Take the data below and extract the lines from the one with "Target: white fluffy seed head" to the one with "Target: tall spruce tree", inclusive, exactly as written.

(Stored records)
▬▬▬▬▬▬
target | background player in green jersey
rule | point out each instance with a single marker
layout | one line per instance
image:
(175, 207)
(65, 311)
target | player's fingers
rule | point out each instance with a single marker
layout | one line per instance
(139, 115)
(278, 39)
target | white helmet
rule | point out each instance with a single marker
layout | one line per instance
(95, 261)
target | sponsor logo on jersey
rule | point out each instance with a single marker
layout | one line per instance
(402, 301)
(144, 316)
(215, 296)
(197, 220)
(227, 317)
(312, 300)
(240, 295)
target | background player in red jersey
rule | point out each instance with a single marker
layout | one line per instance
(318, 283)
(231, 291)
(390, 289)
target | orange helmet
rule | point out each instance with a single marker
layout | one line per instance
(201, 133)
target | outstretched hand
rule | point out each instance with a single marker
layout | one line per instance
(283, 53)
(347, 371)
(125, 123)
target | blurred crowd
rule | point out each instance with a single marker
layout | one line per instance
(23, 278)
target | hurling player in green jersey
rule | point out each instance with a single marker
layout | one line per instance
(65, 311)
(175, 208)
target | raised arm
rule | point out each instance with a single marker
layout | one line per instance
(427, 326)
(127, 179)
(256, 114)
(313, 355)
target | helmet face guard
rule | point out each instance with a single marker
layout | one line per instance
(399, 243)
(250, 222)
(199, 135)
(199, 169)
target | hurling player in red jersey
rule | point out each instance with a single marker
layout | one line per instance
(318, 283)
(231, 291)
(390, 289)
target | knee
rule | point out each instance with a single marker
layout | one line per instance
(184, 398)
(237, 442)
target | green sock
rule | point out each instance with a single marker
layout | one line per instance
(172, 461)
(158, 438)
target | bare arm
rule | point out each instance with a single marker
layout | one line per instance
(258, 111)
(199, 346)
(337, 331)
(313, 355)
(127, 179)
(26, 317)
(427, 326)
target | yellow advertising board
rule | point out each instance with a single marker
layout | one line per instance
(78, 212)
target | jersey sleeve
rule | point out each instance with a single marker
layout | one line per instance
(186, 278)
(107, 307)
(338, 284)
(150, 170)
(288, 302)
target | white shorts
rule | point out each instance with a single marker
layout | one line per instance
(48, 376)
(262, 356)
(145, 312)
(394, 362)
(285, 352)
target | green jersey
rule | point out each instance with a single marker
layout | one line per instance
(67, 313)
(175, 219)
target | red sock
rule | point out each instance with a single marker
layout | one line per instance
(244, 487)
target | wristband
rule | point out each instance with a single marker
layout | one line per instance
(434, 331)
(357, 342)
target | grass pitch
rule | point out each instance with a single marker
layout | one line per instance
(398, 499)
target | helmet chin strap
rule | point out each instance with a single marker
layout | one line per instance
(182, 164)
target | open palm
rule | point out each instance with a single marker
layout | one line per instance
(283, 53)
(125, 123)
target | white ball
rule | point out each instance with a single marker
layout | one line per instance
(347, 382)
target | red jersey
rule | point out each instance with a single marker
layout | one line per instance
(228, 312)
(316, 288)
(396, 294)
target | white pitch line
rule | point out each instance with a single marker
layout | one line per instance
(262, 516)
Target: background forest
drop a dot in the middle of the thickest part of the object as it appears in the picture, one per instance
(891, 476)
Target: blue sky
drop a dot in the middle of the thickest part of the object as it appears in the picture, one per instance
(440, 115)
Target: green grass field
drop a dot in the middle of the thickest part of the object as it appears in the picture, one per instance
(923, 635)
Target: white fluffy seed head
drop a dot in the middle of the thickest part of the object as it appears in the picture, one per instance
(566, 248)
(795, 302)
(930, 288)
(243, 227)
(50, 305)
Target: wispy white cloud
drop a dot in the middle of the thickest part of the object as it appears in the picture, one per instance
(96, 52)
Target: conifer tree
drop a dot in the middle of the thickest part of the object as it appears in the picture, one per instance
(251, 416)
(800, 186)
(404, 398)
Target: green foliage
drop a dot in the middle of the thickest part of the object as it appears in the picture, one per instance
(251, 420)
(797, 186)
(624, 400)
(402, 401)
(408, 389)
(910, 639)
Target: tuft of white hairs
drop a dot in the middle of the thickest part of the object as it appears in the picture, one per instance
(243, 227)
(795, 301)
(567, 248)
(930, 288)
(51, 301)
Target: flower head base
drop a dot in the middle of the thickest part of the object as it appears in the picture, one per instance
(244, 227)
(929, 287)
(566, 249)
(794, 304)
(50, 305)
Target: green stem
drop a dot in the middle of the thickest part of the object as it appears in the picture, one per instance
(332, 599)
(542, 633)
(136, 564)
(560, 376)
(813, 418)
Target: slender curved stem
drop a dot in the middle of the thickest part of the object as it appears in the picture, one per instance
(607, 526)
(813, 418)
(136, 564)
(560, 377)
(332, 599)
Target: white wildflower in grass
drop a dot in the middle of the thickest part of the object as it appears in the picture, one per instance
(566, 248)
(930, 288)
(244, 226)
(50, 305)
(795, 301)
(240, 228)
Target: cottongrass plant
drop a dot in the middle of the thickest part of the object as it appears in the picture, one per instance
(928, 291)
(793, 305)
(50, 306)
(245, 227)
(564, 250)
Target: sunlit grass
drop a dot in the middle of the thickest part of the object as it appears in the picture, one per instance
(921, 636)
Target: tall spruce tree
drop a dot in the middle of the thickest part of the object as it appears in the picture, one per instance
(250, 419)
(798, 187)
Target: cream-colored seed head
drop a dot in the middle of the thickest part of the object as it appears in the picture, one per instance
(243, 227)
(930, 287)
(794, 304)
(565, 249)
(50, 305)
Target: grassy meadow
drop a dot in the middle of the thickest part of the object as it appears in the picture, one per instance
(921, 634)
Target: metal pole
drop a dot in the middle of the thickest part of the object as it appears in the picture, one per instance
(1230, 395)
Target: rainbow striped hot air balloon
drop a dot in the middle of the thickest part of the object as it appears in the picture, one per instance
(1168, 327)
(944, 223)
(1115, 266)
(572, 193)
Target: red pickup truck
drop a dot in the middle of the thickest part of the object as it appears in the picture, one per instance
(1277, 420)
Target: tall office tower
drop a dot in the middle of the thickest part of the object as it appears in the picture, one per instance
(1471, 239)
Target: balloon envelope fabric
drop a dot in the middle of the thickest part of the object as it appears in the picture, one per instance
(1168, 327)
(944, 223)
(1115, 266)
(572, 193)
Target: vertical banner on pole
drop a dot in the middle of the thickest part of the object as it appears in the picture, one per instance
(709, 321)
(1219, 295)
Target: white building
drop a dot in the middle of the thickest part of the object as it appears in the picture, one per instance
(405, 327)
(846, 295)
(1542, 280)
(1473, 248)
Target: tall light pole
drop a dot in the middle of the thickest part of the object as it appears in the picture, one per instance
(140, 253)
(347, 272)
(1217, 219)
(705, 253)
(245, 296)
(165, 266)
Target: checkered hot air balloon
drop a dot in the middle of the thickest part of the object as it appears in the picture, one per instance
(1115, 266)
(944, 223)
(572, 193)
▬▬▬▬▬▬
Task answer >>
Target: white fluffy seed head
drop a dot in the middle of the thickest part of the object as it appears in the picture, one per instance
(566, 248)
(795, 302)
(930, 288)
(243, 227)
(50, 305)
Target: wispy white cloud
drop a dot in the middle of the thickest part of the object as it appears in the picture, one per instance
(96, 52)
Target: conifer tree
drop a dot in the middle of the thickest part of the object as it appears in the picture, one per instance
(251, 416)
(800, 186)
(404, 398)
Target: green foliage
drop a dot in the middle of the thickest part of the object as it appears in the picture, one per instance
(251, 420)
(797, 186)
(624, 400)
(402, 401)
(408, 389)
(910, 639)
Target: tuft of white hairs
drop a dot in the middle of the thickest part of the object as it appears in the picture, one per instance
(243, 227)
(795, 301)
(567, 248)
(930, 288)
(51, 301)
Target: flower head base
drop a dot in the middle of the thickest part of the object as it appears in the picture, one per instance
(244, 227)
(929, 287)
(566, 249)
(794, 304)
(50, 305)
Target: green stem
drop a dot in the middle of the thickest part of the object as it appears in the picture, one per instance
(332, 599)
(542, 633)
(136, 564)
(560, 376)
(813, 418)
Target: slender curved stem
drop a dot in the middle of the thickest part of the object as it appears in the picture, one per instance
(607, 526)
(813, 418)
(136, 564)
(560, 377)
(332, 599)
Target: white wildflower in grass
drop a dot in the middle of the thickest part of the object as it appears in the picture, one per instance
(566, 248)
(930, 288)
(244, 226)
(50, 305)
(795, 301)
(240, 228)
Target: cottongrass plant
drop a dot in the middle of the thickest part of the object as it appears in the picture, one per instance
(928, 291)
(793, 305)
(50, 306)
(245, 227)
(564, 250)
Target: sunlit grass
drop a dot in the middle of the thickest part of the object as it appears in the picture, one per instance
(921, 636)
Target: tall spruce tree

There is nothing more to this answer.